* _What to work on_
A – Answer these from the news piece on Washington state Republicans and Donald Trump:
(i) What office did Rob McKenna once hold?
(ii) What kind of Republican does McKenna say he is?
(iii) Who is named as the state GOP chairman?
B – Reproduce a stretch of the news piece on Washington state Republicans and Trump. Begin at the words "Donald Trump is" and stop after "of the party.".
C – Carry on the news piece about Washington state Republicans and Donald Trump from the point where it stops.

* _Passage to read_
Presidential candidate Donald Trump, pictured here 2013 Conservative Political Action Conference.
Flickr Photo/Gage Skidmore (CC BY SA 2.0)/
Presidential candidate Donald Trump, pictured here 2013 Conservative Political Action Conference.

Donald Trump is the apparent GOP nominee. And here in Washington state, Republicans are deeply divided about the pick and uncertain about the future of the party. 

Trump and his supporters are triumphant, but the reaction among some Washington state Republicans is a lot less enthusiastic, like former Attorney General Rob McKenna.

McKenna: "I can't support Trump. I think he's a demagogue and an opportunist with no real foundation in principles or values that I can detect."

Leading Republicans oppose their own party's nominee for president?  Unheard of; a political earthquake.

McKenna: “This is a pivotal moment in the Republican Party's history. The Reagan-Goldwater era of the party is coming to a close because it just doesn't have a broad enough appeal. Even though I'm a Reagan Republican, I see the handwriting on the wall."

McKenna says to win, the GOP needs to change.

McKenna: "The party needs to morph into something that has a broader appeal to voters of color, to women voters to younger voters especially."

State GOP Chairman Susan Hutchison is a lot more optimistic. She says Trump will help state Republicans this year.  

Hutchison : "More than ever we've got an opportunity to not only take the House, but also to take the governor's race and to win the Senate race and other statewide races simply because we're going to be getting a huge group of voters that have felt disenfranchised."

* _Extracted information_
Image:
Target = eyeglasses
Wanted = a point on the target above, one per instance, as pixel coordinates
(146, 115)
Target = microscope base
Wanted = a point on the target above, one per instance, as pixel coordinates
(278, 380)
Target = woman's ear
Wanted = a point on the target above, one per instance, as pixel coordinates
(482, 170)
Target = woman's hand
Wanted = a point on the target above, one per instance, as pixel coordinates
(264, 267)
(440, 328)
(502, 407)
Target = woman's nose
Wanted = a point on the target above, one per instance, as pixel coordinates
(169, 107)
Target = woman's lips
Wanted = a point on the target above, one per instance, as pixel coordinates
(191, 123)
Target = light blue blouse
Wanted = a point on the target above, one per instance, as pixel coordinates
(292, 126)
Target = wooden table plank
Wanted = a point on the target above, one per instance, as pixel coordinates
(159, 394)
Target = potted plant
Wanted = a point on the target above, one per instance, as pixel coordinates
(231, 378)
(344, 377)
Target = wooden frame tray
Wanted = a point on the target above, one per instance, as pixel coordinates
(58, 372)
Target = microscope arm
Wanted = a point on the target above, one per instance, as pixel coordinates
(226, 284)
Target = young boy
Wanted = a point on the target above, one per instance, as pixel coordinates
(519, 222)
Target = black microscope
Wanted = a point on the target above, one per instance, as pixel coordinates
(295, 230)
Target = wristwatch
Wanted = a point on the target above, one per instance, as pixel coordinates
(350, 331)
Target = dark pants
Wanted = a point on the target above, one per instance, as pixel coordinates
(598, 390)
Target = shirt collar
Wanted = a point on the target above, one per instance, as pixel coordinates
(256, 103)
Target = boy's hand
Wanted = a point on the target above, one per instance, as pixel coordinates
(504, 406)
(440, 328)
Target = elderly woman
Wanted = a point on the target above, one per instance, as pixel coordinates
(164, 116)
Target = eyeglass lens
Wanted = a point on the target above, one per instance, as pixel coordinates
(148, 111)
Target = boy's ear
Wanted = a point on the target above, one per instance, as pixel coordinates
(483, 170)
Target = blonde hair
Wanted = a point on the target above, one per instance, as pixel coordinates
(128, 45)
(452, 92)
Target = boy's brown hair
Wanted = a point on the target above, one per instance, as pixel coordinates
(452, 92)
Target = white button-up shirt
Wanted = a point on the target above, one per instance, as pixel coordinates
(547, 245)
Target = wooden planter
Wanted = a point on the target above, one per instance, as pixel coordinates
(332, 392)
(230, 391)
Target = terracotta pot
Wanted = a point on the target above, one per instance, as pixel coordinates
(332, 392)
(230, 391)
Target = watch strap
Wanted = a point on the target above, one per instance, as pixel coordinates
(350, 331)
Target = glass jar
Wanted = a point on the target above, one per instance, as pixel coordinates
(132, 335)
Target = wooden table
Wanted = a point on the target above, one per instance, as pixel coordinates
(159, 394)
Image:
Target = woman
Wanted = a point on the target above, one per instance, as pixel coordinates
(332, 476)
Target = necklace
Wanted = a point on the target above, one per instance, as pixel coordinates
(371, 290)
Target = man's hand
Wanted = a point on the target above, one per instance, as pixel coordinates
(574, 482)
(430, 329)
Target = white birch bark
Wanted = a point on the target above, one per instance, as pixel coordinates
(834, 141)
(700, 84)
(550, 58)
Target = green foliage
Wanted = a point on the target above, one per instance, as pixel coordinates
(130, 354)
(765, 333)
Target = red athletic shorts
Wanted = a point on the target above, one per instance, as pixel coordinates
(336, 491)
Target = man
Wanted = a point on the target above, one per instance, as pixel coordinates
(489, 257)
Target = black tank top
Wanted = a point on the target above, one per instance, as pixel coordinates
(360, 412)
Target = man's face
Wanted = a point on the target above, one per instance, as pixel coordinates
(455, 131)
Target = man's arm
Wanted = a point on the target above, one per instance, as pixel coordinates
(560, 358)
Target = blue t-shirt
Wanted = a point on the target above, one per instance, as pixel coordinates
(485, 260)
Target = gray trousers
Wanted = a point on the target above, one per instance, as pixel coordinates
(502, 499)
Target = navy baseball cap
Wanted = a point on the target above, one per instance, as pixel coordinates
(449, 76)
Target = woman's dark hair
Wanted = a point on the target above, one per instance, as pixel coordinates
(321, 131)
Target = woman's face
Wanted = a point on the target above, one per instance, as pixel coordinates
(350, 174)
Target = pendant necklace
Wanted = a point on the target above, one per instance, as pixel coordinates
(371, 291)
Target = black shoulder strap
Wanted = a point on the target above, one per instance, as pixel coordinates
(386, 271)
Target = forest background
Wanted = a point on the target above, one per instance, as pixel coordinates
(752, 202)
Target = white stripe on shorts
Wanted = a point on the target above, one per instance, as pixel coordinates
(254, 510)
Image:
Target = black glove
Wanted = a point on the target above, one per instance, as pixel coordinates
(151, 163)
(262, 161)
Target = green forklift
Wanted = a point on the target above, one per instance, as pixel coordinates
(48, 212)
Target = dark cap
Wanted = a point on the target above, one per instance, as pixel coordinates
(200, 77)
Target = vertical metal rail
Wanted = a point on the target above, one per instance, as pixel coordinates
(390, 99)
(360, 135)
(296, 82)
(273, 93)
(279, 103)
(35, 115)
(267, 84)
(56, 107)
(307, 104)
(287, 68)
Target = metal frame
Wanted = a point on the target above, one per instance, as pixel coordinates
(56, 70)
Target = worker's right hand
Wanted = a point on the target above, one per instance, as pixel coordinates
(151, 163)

* _Answers for this exercise_
A –
(i) Attorney General
(ii) A Reagan Republican
(iii) Susan Hutchison

B –
Donald Trump is the apparent GOP nominee. And here in Washington state, Republicans are deeply divided about the pick and uncertain about the future of the party.

C –
University of Washington political history professor Margaret O'Mara says Hutchison may have a point.

O'Mara: "Anti-establishment populist messages played well here in the past. It's a place that in 1912 went for the third party candidate, Teddy Roosevelt. It's a place that in 1992 a sizeable chunk of votes went to third party candidate Ross Perot."

So does that mean  Trump could actually do well in Washington state?

 O'Mara: "Playing the Washington outsider card could get Trump some traction now. Will it get him enough to win what is now a reliable blue state? I doubt it."

But even if Trump loses in a landslide, and drags state and local Republicans down with him, O'Mara says Washington state Republicans should not give up hope. 

 O'Mara: “In 1964 having Goldwater at the top of the ticket was bad news for Republicans all the way down. But in 1966, a short two years later, the GOP got a lot of important victories in congressional races and the Senate. So things can change pretty quickly and maybe what both parties should keep in mind is keep their eyes on the long game, not just 2016."